**Provided passage**
*** Block opens ***

Our Relentless Work to Stem Cardiovascular Disease
A commentary
- 2 min read
According to a 2023 report from the World Heart Federation, progress against cardiovascular disease has stalled. Although the report notes that when standardized for age, the death rate has declined by one-third since 1990, it also says that in 2021 alone, 20.5 million people died from a cardiovascular condition. Furthermore, improved outcomes are flagging globally, including in the United States.
The U.S. Centers for Disease Control and Prevention echoes the federation’s report. In 2021, heart disease remained the leading cause of death in the nation with one in five deaths the result of a heart condition. In addition, each year about 805,000 people have a heart attack, nearly 20 percent of which are silent, tissue-damaging events that can increase the risk of heart failure by 35 percent.
It can be difficult to understand how a disease that has plagued humans for millennia continues to exert such a hold. In part, discerning the mechanisms behind the various cardiovascular conditions has been challenging. But innovative, multidisciplinary research, including exciting work being done by HMS alumni and by our faculty, is illuminating how and why our hearts can fail.

*** Block closes ***

**Data under study**
*** Block opens ***

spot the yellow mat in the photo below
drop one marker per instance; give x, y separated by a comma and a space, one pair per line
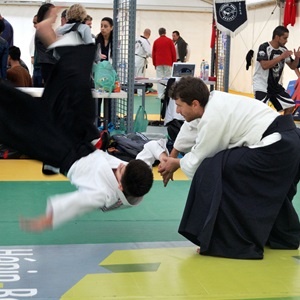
31, 170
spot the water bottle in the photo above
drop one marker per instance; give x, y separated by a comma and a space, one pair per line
206, 71
202, 68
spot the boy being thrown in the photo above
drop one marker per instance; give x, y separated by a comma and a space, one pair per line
58, 129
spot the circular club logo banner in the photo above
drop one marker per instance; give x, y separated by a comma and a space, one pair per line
228, 12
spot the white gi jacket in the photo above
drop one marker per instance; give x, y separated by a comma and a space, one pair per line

*** Block closes ***

**Task directions**
Carry on the commentary about stalled progress against cardiovascular disease, starting after its final sentence.

**Your response**
Alumni who are advancing research in cardiology and cardiac care include cardiologist Gary Gibbons, MD ’82, director of the National Heart, Lung, and Blood Institute, which supports more than 1,200 principal investigators whose research focuses on the prevention and treatment of such diseases.
Other alumni focus on teasing out how cardiovascular disease singularly affects diverse populations. For example, Karol Watson, MD ’89, directs the UCLA Women’s Cardiovascular Health Center and the UCLA-Barbra Streisand Women’s Heart Health Program, while C. Noel Bairey Merz, MD ’81, directs the Barbra Streisand Women’s Heart Center and the Linda Joy Pollin Women’s Heart Health Program at the Cedars-Sinai Smidt Heart Institute.
Through his work on the landmark Jackson Heart Study and, more recently, as the director and endowed professor of the Cardiovascular Research Institute at Morehouse School of Medicine, Herman Taylor, MD ’80, has been a leader in multidisciplinary research aimed at identifying the molecular bases of heart disease in Black populations.
HMS researchers are making significant contributions to our understanding of the biology and pathophysiology of heart disease. A recent collaboration between the labs of Sean Megason, in the Department of Systems Biology in the Blavatnik Institute at HMS, and Adam Cohen, in the Department of Chemistry and Chemical Biology at Harvard, has described the mechanism that causes heart cells in zebrafish to start beating in synchrony, a finding that may one day shed light on how arrhythmias develop in humans.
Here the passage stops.